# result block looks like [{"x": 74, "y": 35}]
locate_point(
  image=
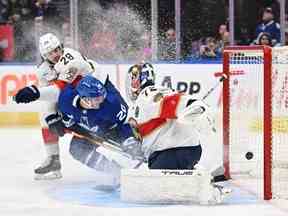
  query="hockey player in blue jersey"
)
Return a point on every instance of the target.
[{"x": 93, "y": 108}]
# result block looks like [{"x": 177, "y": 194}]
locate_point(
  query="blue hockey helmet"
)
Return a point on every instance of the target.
[{"x": 90, "y": 87}]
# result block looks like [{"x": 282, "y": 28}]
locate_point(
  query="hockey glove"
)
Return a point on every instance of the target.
[
  {"x": 132, "y": 146},
  {"x": 55, "y": 124},
  {"x": 27, "y": 94}
]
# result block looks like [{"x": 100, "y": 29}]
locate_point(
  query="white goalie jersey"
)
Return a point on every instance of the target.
· · · · ·
> Short task
Rewrite the material above with every "hockey" changed to "ice hockey" and everything else unchanged. Leave the pictures out of your answer.

> Answer below
# result block looks like [{"x": 74, "y": 35}]
locate_point(
  image=
  query="ice hockey player in blue jersey"
)
Return a point on every instance of the target.
[{"x": 93, "y": 108}]
# result block looks like [{"x": 177, "y": 194}]
locate_point(
  query="blue ice hockey helmet"
)
Return a point on every instance of the target.
[{"x": 90, "y": 87}]
# result block looks like [{"x": 282, "y": 28}]
locate_point(
  query="ice hockey glove"
)
Return a point on every instance of the target.
[
  {"x": 132, "y": 146},
  {"x": 55, "y": 124},
  {"x": 27, "y": 94}
]
# result block looks like [{"x": 100, "y": 29}]
locate_point(
  query="white goalie jersey"
)
Return a point on every instance of the target.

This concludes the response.